--- Begin Listed records ---
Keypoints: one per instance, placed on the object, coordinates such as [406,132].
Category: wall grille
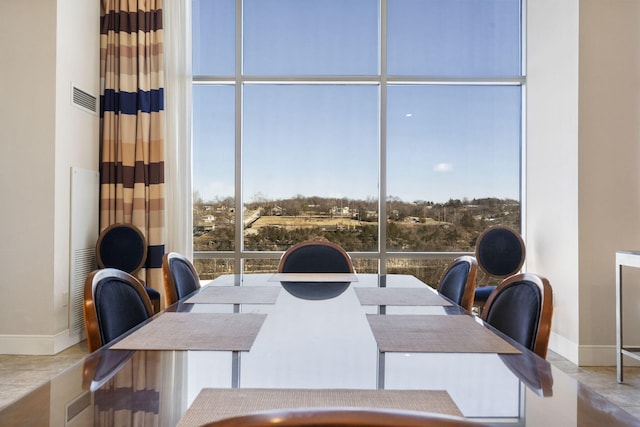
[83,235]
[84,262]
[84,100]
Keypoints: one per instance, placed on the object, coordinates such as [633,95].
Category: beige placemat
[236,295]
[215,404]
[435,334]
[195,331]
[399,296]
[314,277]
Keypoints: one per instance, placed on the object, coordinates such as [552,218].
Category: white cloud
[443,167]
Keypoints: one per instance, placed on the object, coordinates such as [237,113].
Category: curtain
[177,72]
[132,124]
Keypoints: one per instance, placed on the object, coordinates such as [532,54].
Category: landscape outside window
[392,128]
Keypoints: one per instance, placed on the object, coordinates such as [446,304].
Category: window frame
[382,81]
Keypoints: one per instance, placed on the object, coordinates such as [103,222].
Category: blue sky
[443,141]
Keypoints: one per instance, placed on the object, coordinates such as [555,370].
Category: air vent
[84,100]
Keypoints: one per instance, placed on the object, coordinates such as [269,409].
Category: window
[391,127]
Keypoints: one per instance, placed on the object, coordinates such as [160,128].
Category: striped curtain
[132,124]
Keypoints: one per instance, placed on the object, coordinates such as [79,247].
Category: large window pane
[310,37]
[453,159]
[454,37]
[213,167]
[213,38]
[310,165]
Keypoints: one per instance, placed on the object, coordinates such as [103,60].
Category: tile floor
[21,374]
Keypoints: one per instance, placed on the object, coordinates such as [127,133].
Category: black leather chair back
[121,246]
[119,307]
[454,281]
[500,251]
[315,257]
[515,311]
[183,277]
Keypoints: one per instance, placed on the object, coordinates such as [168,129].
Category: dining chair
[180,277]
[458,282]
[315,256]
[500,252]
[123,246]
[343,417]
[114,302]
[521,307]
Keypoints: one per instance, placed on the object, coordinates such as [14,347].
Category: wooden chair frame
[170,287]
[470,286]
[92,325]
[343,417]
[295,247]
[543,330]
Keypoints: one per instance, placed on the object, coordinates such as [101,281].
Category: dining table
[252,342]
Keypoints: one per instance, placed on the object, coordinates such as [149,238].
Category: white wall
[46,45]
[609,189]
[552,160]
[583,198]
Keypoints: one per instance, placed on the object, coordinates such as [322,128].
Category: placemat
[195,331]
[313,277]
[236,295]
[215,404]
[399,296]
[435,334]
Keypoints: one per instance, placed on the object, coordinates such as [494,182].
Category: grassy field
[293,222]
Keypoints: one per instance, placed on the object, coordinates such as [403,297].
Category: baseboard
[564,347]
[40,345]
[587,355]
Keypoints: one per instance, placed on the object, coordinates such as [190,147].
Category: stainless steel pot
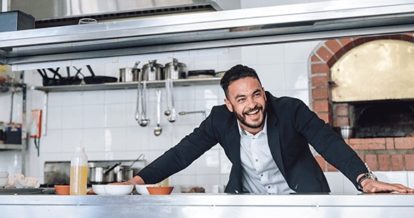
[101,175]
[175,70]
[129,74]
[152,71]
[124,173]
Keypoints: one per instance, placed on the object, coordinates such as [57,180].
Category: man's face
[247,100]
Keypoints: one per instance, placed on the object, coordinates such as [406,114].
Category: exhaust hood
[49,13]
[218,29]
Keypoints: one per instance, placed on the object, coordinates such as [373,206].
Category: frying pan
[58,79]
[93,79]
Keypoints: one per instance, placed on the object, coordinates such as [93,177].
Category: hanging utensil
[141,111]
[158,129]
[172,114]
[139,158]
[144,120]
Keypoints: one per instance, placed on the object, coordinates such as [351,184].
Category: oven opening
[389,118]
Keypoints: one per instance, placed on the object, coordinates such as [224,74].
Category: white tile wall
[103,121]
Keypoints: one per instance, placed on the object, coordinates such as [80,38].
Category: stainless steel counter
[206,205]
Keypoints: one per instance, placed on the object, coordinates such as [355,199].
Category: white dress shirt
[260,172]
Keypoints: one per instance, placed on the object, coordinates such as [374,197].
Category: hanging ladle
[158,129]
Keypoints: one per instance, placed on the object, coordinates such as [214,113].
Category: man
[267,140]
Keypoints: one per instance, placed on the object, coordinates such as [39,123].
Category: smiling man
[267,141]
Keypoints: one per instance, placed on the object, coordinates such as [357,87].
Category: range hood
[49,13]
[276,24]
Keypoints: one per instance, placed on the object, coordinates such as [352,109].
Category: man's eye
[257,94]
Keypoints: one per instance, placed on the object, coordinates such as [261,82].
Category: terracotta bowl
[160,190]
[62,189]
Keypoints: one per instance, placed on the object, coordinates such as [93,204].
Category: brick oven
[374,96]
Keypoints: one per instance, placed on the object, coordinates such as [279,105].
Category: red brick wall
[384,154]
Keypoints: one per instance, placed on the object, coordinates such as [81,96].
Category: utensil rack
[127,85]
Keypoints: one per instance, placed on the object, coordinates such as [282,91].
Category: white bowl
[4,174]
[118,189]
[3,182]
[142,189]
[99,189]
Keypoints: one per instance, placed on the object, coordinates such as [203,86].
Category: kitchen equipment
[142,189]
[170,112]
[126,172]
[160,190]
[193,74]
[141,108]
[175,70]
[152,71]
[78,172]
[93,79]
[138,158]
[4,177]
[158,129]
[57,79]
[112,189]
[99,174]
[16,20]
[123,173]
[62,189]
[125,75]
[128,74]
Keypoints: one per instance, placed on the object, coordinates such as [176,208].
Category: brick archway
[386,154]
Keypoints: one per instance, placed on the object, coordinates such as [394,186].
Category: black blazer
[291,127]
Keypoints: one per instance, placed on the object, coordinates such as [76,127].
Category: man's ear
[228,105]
--- End Listed records ---
What is needed | Convert every line of the material above into a JSON list of strings, one string per line, with blank lines omitted. Leave the pictures out of the result.

Solved exercise |
[
  "Keypoints: one per instance, placed on the object, coordinates such as [406,132].",
  "Category: wall grille",
  "[83,235]",
  "[84,262]",
  "[84,100]",
  "Keypoints: one per instance, placed on the object, coordinates such as [633,95].",
  "Category: beige placemat",
  "[236,295]",
  "[215,404]",
  "[435,334]",
  "[195,331]",
  "[399,296]",
  "[314,277]",
  "Keypoints: one per instance, placed on the object, coordinates such as [552,218].",
  "Category: white cloud",
  "[443,167]",
  "Keypoints: one per instance, placed on the object, coordinates such as [237,113].",
  "Category: curtain",
  "[177,72]",
  "[132,124]",
  "Keypoints: one per instance, placed on the object, coordinates such as [532,54].",
  "Category: landscape outside window",
  "[392,128]",
  "Keypoints: one per instance, placed on the object, coordinates such as [446,304].",
  "Category: window frame",
  "[382,81]",
  "Keypoints: one per instance, placed on the object, coordinates such as [103,222].",
  "Category: blue sky",
  "[443,141]",
  "Keypoints: one per instance, placed on the object, coordinates such as [555,370].",
  "Category: air vent",
  "[84,100]",
  "Keypoints: one per instance, placed on the object, coordinates such as [269,409].",
  "Category: window",
  "[391,127]",
  "Keypoints: one per instance, placed on the object, coordinates such as [160,128].",
  "Category: striped curtain",
  "[132,124]",
  "Keypoints: one per instance, placed on the object, coordinates such as [79,247].",
  "Category: large window pane",
  "[310,37]",
  "[453,159]",
  "[454,37]",
  "[213,167]",
  "[213,38]",
  "[310,165]",
  "Keypoints: one per instance, placed on the object, coordinates such as [103,60].",
  "Category: tile floor",
  "[21,374]",
  "Keypoints: one per instance, placed on the object, coordinates such as [127,133].",
  "Category: black leather chair back",
  "[121,246]",
  "[119,307]",
  "[454,281]",
  "[500,251]",
  "[315,257]",
  "[515,311]",
  "[183,277]",
  "Keypoints: one per instance, placed on the object, coordinates such as [168,129].",
  "Category: dining chair",
  "[180,277]",
  "[458,282]",
  "[315,256]",
  "[500,252]",
  "[123,246]",
  "[343,417]",
  "[114,302]",
  "[521,307]",
  "Keypoints: one per instance, placed on the object, coordinates such as [14,347].",
  "Category: wooden chair frame",
  "[170,287]",
  "[470,286]",
  "[92,325]",
  "[343,417]",
  "[295,247]",
  "[543,330]",
  "Keypoints: one per instance, placed on the object, coordinates such as [101,281].",
  "Category: dining table",
  "[252,342]",
  "Keypoints: one per instance, placed on the object, coordinates such as [149,238].",
  "Category: white wall",
  "[46,45]",
  "[609,189]",
  "[552,160]",
  "[583,198]",
  "Keypoints: one per instance, placed on the object, coordinates such as [322,128].",
  "Category: placemat",
  "[195,331]",
  "[313,277]",
  "[236,295]",
  "[215,404]",
  "[399,296]",
  "[435,334]",
  "Keypoints: one per instance, placed on the object, coordinates such as [494,182].",
  "Category: grassy field",
  "[293,222]",
  "Keypoints: one per instance, placed on the object, coordinates such as [403,297].",
  "Category: baseboard",
  "[564,347]",
  "[40,345]",
  "[587,355]",
  "Keypoints: one per instance, placed on the object, coordinates such as [190,147].",
  "Category: stainless steel pot",
  "[101,175]",
  "[175,70]",
  "[129,74]",
  "[152,71]",
  "[124,173]",
  "Keypoints: one per instance, placed on the object, coordinates such as [57,180].",
  "Category: man's face",
  "[247,100]",
  "Keypoints: one per instance, placed on the object, coordinates such as [406,114].",
  "Category: exhaust hood",
  "[49,13]",
  "[218,29]",
  "Keypoints: one per instance, placed on the object, coordinates such as [373,206].",
  "Category: frying pan",
  "[58,79]",
  "[93,79]",
  "Keypoints: one per instance, placed on the object, coordinates such as [93,177].",
  "Category: hanging utensil",
  "[141,111]",
  "[158,129]",
  "[172,114]",
  "[139,158]",
  "[144,120]",
  "Keypoints: one per instance, placed on the object, coordinates such as [351,184].",
  "Category: oven opening",
  "[389,118]",
  "Keypoints: one per instance, placed on the object, coordinates such as [224,74].",
  "Category: white tile wall",
  "[103,121]",
  "Keypoints: one per instance, placed on the object, coordinates such as [80,38].",
  "Category: stainless steel counter",
  "[206,205]",
  "Keypoints: one per instance, placed on the object, coordinates such as [355,199].",
  "Category: white dress shirt",
  "[260,172]",
  "Keypoints: one per instance, placed on the object, coordinates such as [374,197].",
  "Category: hanging ladle",
  "[158,129]",
  "Keypoints: one per instance, placed on the object, coordinates such as [214,113].",
  "Category: man",
  "[267,140]",
  "Keypoints: one per instance, placed on the object, coordinates such as [39,123].",
  "Category: smiling man",
  "[267,141]",
  "Keypoints: one per instance, placed on the object, coordinates such as [357,87].",
  "Category: range hood",
  "[49,13]",
  "[276,24]",
  "Keypoints: one per instance, placed on the object, coordinates such as [352,109].",
  "Category: man's eye",
  "[257,94]",
  "Keypoints: one per instance, placed on the object, coordinates such as [261,82].",
  "Category: terracotta bowl",
  "[160,190]",
  "[62,189]",
  "Keypoints: one per instance, placed on the object, coordinates such as [93,204].",
  "Category: brick oven",
  "[374,96]",
  "Keypoints: one per instance, placed on the object, coordinates such as [279,105].",
  "Category: red brick wall",
  "[384,154]",
  "Keypoints: one per instance, placed on the object, coordinates such as [81,96].",
  "Category: utensil rack",
  "[127,85]",
  "Keypoints: one per instance, placed on the object, coordinates such as [282,91].",
  "Category: white bowl",
  "[4,174]",
  "[118,189]",
  "[3,182]",
  "[142,189]",
  "[99,189]",
  "Keypoints: one per instance, placed on the object, coordinates such as [203,86].",
  "Category: kitchen equipment",
  "[142,189]",
  "[170,112]",
  "[126,172]",
  "[160,190]",
  "[193,74]",
  "[141,108]",
  "[175,70]",
  "[152,71]",
  "[78,172]",
  "[93,79]",
  "[138,158]",
  "[4,177]",
  "[158,129]",
  "[57,79]",
  "[112,189]",
  "[99,174]",
  "[16,20]",
  "[123,173]",
  "[62,189]",
  "[125,75]",
  "[128,74]",
  "Keypoints: one per instance, placed on the object, coordinates such as [176,208].",
  "Category: brick archway",
  "[386,154]",
  "Keypoints: one per instance, placed on the object, coordinates such as [394,186].",
  "Category: black blazer",
  "[291,127]",
  "Keypoints: one per instance, placed on the object, coordinates such as [76,127].",
  "Category: man's ear",
  "[228,105]"
]